- [Qué se pide]:
Reproduce como lista numerada todas las líneas de los registros que siguen, sin incluir las líneas en blanco.
--------------------------------------------------
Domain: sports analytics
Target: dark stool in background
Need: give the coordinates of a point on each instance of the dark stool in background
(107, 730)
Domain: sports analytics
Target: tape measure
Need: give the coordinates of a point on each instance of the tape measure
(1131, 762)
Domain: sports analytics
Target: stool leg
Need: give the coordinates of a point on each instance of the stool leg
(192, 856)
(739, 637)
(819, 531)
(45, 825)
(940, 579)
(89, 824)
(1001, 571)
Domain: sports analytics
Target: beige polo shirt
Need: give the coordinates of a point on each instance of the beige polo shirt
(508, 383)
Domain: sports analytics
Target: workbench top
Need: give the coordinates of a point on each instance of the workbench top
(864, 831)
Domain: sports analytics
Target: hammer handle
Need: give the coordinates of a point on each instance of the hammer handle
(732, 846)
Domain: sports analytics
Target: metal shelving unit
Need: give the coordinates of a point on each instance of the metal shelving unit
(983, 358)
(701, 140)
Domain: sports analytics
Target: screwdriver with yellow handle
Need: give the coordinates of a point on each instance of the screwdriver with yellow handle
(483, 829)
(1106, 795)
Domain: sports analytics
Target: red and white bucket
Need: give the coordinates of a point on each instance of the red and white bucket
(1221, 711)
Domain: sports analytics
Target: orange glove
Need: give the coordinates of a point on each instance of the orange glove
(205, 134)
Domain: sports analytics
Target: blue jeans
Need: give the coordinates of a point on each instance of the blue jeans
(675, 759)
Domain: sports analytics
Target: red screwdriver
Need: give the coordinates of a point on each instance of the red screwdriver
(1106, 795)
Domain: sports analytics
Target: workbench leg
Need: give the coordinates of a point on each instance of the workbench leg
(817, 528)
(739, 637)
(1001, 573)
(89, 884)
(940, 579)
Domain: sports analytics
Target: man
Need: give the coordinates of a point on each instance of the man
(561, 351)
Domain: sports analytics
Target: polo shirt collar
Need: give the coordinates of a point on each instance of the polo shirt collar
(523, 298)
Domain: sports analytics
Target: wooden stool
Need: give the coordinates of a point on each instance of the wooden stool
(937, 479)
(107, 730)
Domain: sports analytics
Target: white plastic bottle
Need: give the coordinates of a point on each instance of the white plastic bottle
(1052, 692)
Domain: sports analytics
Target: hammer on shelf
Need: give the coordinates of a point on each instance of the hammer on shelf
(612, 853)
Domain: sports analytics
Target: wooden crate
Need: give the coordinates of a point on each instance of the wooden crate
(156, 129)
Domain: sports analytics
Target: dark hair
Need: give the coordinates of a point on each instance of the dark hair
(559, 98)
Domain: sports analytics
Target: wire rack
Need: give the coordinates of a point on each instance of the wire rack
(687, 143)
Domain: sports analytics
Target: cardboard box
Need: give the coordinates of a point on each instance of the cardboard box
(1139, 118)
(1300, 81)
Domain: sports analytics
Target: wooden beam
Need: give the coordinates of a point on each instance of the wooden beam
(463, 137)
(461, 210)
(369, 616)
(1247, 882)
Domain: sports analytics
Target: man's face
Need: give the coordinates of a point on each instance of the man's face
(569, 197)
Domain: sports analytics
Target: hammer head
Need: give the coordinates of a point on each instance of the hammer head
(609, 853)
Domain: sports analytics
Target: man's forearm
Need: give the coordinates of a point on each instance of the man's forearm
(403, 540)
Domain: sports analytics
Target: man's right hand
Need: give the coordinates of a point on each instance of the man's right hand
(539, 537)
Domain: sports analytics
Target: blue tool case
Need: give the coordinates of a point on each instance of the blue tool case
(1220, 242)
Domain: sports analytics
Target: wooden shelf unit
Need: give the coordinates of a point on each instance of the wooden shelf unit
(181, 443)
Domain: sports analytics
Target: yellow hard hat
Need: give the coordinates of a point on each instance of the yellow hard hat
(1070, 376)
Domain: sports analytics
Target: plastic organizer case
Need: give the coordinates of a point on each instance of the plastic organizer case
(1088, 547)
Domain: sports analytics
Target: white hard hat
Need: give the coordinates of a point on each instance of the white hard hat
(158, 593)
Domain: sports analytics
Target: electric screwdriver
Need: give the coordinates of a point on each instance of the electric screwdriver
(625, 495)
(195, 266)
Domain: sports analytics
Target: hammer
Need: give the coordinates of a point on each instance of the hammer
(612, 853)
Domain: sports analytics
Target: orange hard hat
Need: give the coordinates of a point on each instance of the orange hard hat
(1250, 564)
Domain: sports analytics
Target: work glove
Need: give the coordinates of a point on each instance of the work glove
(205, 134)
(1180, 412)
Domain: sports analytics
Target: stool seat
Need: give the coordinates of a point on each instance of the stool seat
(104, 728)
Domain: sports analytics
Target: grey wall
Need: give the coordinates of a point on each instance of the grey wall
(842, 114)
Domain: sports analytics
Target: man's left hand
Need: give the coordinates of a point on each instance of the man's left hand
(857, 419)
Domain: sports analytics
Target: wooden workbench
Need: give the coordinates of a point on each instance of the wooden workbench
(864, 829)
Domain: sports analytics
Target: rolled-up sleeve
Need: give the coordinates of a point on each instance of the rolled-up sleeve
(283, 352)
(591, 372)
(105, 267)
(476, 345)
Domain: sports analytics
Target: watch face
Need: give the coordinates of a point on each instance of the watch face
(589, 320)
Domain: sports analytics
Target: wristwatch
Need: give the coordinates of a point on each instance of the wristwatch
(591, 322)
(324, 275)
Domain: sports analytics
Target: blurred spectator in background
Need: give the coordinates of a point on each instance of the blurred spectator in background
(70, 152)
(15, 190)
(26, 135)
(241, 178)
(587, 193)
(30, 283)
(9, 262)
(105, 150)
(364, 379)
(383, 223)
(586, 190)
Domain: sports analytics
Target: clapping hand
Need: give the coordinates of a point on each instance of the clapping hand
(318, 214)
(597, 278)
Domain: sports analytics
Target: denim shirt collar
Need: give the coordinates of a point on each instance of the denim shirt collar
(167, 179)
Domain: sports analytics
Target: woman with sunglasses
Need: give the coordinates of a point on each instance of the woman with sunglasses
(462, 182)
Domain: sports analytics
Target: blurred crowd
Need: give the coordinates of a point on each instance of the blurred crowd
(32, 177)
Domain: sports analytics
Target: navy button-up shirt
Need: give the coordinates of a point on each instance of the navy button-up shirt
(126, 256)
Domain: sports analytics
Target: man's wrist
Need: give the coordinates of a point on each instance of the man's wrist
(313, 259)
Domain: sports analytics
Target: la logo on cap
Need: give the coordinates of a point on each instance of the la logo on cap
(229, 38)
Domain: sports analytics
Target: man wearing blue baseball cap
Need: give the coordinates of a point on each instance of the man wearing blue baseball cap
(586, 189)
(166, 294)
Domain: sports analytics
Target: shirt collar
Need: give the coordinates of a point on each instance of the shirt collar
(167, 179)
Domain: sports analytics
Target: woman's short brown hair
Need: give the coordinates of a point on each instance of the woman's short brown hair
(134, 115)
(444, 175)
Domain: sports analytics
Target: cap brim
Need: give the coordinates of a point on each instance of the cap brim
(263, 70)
--------------------------------------------------
- [Solución a continuación]:
1. Domain: sports analytics
2. Target: dark stool in background
3. Need: give the coordinates of a point on each instance of the dark stool in background
4. (107, 730)
5. Domain: sports analytics
6. Target: tape measure
7. Need: give the coordinates of a point on each instance of the tape measure
8. (1131, 762)
9. Domain: sports analytics
10. Target: stool leg
11. Need: give the coordinates of a point on each instance of the stool leg
12. (192, 856)
13. (739, 637)
14. (819, 531)
15. (45, 825)
16. (940, 579)
17. (89, 824)
18. (1001, 571)
19. Domain: sports analytics
20. Target: beige polo shirt
21. Need: give the coordinates of a point on each instance of the beige polo shirt
22. (508, 383)
23. Domain: sports analytics
24. Target: workbench top
25. Need: give the coordinates of a point on each instance of the workbench top
26. (864, 831)
27. Domain: sports analytics
28. Target: hammer handle
29. Need: give the coordinates of a point on each instance of the hammer handle
30. (732, 846)
31. Domain: sports analytics
32. Target: metal shelving unit
33. Need: give the coordinates of a point on each instance of the metal shelving unit
34. (983, 358)
35. (701, 140)
36. Domain: sports analytics
37. Target: screwdriver with yellow handle
38. Need: give the coordinates of a point on each instance of the screwdriver with yellow handle
39. (483, 829)
40. (1106, 795)
41. Domain: sports analytics
42. Target: red and white bucket
43. Need: give the coordinates of a point on each instance of the red and white bucket
44. (1221, 711)
45. Domain: sports analytics
46. Target: orange glove
47. Need: give the coordinates of a point on each instance of the orange glove
48. (205, 134)
49. Domain: sports analytics
50. Target: blue jeans
51. Need: give the coordinates of a point on each instance of the blue jeans
52. (675, 759)
53. Domain: sports analytics
54. Target: red screwdriver
55. Need: give the coordinates of a point on each instance of the red screwdriver
56. (1106, 795)
57. Domain: sports analytics
58. Target: workbench leg
59. Need: give the coordinates of a point on each instance of the workbench leg
60. (817, 528)
61. (739, 637)
62. (1001, 573)
63. (89, 884)
64. (940, 579)
65. Domain: sports analytics
66. Target: man
67. Need: give the coordinates of a point on each instance of the man
68. (561, 351)
69. Domain: sports analytics
70. Target: polo shirt collar
71. Need: give the coordinates of a point on each instance of the polo shirt collar
72. (523, 298)
73. Domain: sports analytics
74. Target: wooden stool
75. Need: give the coordinates of a point on each instance of the wooden stool
76. (937, 479)
77. (107, 730)
78. Domain: sports analytics
79. Target: white plastic bottle
80. Need: give the coordinates of a point on each instance of the white plastic bottle
81. (1052, 692)
82. Domain: sports analytics
83. Target: hammer on shelf
84. Need: give the coordinates of a point on each instance of the hammer on shelf
85. (612, 853)
86. Domain: sports analytics
87. Target: wooden crate
88. Need: give the coordinates of a point on each instance of the wooden crate
89. (156, 129)
90. Domain: sports analytics
91. Target: dark hair
92. Need: give the coordinates of a point on each instance of the dark hair
93. (559, 98)
94. Domain: sports analytics
95. Target: wire rack
96. Need: give the coordinates of a point on each instance of the wire rack
97. (687, 143)
98. Domain: sports analytics
99. Target: cardboard box
100. Need: give the coordinates of a point on each instance of the cardboard box
101. (1139, 118)
102. (1300, 81)
103. Domain: sports analytics
104. Target: wooden beam
105. Need: give the coordinates of a point on each instance of the wooden beam
106. (463, 137)
107. (461, 210)
108. (369, 616)
109. (1247, 882)
110. Domain: sports analytics
111. Target: man's face
112. Need: give the coordinates of a point on each instance of the man's face
113. (569, 197)
114. Domain: sports analytics
115. Target: hammer head
116. Need: give the coordinates of a point on each instance of the hammer head
117. (609, 853)
118. Domain: sports analytics
119. Target: man's forearm
120. Need: give the coordinates of a point on each instance of the man's forearm
121. (403, 540)
122. Domain: sports analytics
123. Target: man's right hand
124. Need: give the coordinates of a point on each instance of the man's right hand
125. (539, 537)
126. Domain: sports analytics
127. Target: blue tool case
128. Need: give the coordinates of a point on each instance of the blue tool case
129. (1220, 242)
130. Domain: sports analytics
131. Target: wooden shelf unit
132. Need: give the coordinates of a point on each instance of the wooden shelf unit
133. (181, 443)
134. Domain: sports analytics
135. Target: yellow hard hat
136. Need: give the coordinates of a point on each instance of the yellow hard hat
137. (1070, 376)
138. Domain: sports analytics
139. Target: plastic organizer case
140. Need: give the coordinates of a point on each instance of the plastic organizer case
141. (1088, 547)
142. Domain: sports analytics
143. Target: white hard hat
144. Need: give the coordinates of a point on each instance of the white hard hat
145. (158, 593)
146. Domain: sports analytics
147. Target: electric screwdriver
148. Need: give the coordinates of a point on each instance of the electric screwdriver
149. (625, 495)
150. (195, 266)
151. Domain: sports analytics
152. Target: hammer
153. Need: give the coordinates of a point on each instance of the hammer
154. (612, 853)
155. Domain: sports analytics
156. Target: orange hard hat
157. Need: give the coordinates of a point on each instance of the orange hard hat
158. (1250, 564)
159. Domain: sports analytics
160. Target: work glove
161. Need: give the coordinates of a point on each instance of the work glove
162. (205, 134)
163. (1180, 412)
164. Domain: sports analytics
165. Target: stool seat
166. Need: give the coordinates of a point on each instance of the stool seat
167. (104, 728)
168. Domain: sports analytics
169. Target: grey wall
170. Need: give the coordinates of a point on each instance of the grey wall
171. (842, 114)
172. Domain: sports analytics
173. Target: man's left hand
174. Need: give the coordinates of a point on each instance of the man's left hand
175. (857, 419)
176. Domain: sports analytics
177. Target: wooden workbench
178. Need: give the coordinates of a point on each instance of the wooden workbench
179. (864, 829)
180. Domain: sports analytics
181. Target: rolled-up sleeve
182. Need: give the coordinates of a point on each instance of the rolled-up sleeve
183. (283, 352)
184. (591, 372)
185. (105, 267)
186. (476, 345)
187. Domain: sports analytics
188. Target: watch face
189. Need: give the coordinates of a point on each instance of the watch face
190. (589, 320)
191. Domain: sports analytics
192. Target: wristwatch
193. Need: give the coordinates of a point on each instance of the wristwatch
194. (591, 322)
195. (324, 275)
196. Domain: sports analytics
197. Target: blurred spectator in background
198. Need: give the coordinates of a point on each instance of the blurred spectator in background
199. (70, 152)
200. (15, 190)
201. (26, 135)
202. (241, 178)
203. (587, 193)
204. (30, 283)
205. (9, 262)
206. (105, 150)
207. (364, 379)
208. (383, 223)
209. (586, 190)
210. Domain: sports analytics
211. Target: clapping hand
212. Need: give the coordinates of a point on each instance of the clapping hand
213. (318, 214)
214. (597, 278)
215. Domain: sports analytics
216. Target: denim shirt collar
217. Need: give the coordinates of a point on each instance of the denim shirt collar
218. (167, 179)
219. Domain: sports analytics
220. Target: woman with sunglasses
221. Need: give the coordinates of a point on each instance of the woman with sunglasses
222. (462, 182)
223. Domain: sports analytics
224. Target: blurred crowd
225. Need: give the coordinates of a point on each instance of the blurred crowd
226. (32, 177)
227. Domain: sports analytics
228. Target: navy button-up shirt
229. Need: give the coordinates of a point on each instance of the navy button-up shirt
230. (126, 256)
231. Domain: sports analytics
232. Target: man's wrist
233. Need: give the coordinates of a point on each instance of the man's wrist
234. (313, 259)
235. Domain: sports analytics
236. Target: la logo on cap
237. Need: give the coordinates of a point on each instance of the la logo on cap
238. (229, 38)
239. Domain: sports analytics
240. Target: man wearing blue baseball cap
241. Need: give the coordinates of a point on each instance of the man wearing blue baseball cap
242. (586, 189)
243. (166, 294)
244. Domain: sports analytics
245. Target: shirt collar
246. Need: give the coordinates of a point on each instance of the shirt collar
247. (167, 179)
248. Domain: sports analytics
249. Target: woman's short brown hair
250. Need: give the coordinates of a point on each instance of the woman's short brown hair
251. (134, 115)
252. (444, 175)
253. Domain: sports analytics
254. Target: cap brim
255. Need: give the coordinates of a point on each instance of the cap brim
256. (263, 70)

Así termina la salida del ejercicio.